What you will do
In the section on establishing trust accounts, with whom must the Collection Account initially be established?

Given passage
+ + + +
SECTION 4.15. [Reserved].
ARTICLE V
Trust Accounts; Distributions;
Statements to Noteholders
SECTION 5.1. Establishment of Trust Accounts.
(a) (i) The Trust Collateral Agent, on behalf of the Noteholders and
the Insurer, shall establish and maintain in its own name an Eligible Deposit
Account (the "Collection Account"), bearing a designation clearly indicating
that the funds deposited therein are held for the benefit of the Trust
Collateral Agent on behalf of the Noteholders and the Insurer. The Collection
Account shall initially be established with the Trust Collateral Agent.
(ii) The Trust Collateral Agent, on behalf of the Noteholders,
shall establish and maintain in its own name an Eligible Deposit Account (the
"Note Distribution Account"), bearing a designation clearly indicating that the
funds deposited therein are held for the benefit of the Trust Collateral Agent
on behalf of the Noteholders and the Insurer. The Note Distribution Account
shall initially be established with the Trust Collateral Agent.
+ + + +
Extracted records
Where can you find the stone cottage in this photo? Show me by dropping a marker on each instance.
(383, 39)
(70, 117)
+ + + +
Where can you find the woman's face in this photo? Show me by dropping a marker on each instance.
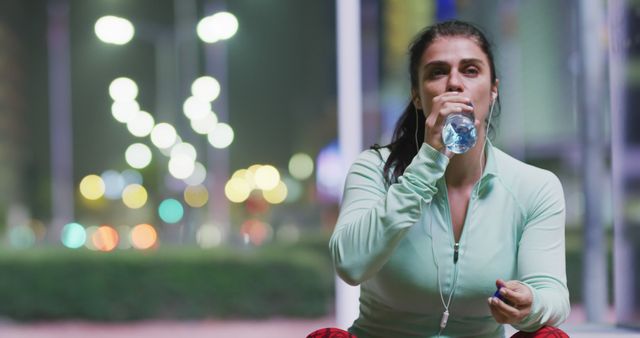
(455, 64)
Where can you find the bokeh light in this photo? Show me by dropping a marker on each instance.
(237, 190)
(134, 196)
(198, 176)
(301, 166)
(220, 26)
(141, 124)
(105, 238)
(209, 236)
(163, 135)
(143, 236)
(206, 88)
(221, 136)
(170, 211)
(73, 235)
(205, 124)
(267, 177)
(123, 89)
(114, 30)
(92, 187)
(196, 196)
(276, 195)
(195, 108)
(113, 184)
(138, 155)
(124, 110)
+ + + +
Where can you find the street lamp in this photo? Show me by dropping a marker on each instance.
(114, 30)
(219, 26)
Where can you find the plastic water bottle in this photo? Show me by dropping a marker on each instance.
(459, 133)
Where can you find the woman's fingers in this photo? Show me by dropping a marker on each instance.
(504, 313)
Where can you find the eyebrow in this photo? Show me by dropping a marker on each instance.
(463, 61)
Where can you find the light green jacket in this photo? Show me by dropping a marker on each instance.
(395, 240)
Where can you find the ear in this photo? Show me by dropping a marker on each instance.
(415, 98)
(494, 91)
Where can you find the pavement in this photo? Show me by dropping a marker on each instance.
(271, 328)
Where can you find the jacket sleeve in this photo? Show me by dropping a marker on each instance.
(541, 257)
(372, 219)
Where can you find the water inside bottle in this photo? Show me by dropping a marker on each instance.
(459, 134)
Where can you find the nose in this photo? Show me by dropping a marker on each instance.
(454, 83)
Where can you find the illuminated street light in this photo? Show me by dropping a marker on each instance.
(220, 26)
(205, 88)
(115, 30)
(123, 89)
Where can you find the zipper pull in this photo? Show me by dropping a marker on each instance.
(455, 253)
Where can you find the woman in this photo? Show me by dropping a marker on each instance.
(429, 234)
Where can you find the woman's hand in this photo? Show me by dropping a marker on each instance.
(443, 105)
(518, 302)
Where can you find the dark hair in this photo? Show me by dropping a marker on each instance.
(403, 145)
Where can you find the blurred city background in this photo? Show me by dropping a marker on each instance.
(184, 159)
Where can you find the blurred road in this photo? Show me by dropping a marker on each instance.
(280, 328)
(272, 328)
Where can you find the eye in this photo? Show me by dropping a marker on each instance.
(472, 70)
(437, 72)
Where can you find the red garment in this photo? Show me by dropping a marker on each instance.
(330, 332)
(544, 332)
+ + + +
Task solution
The Trust Collateral Agent.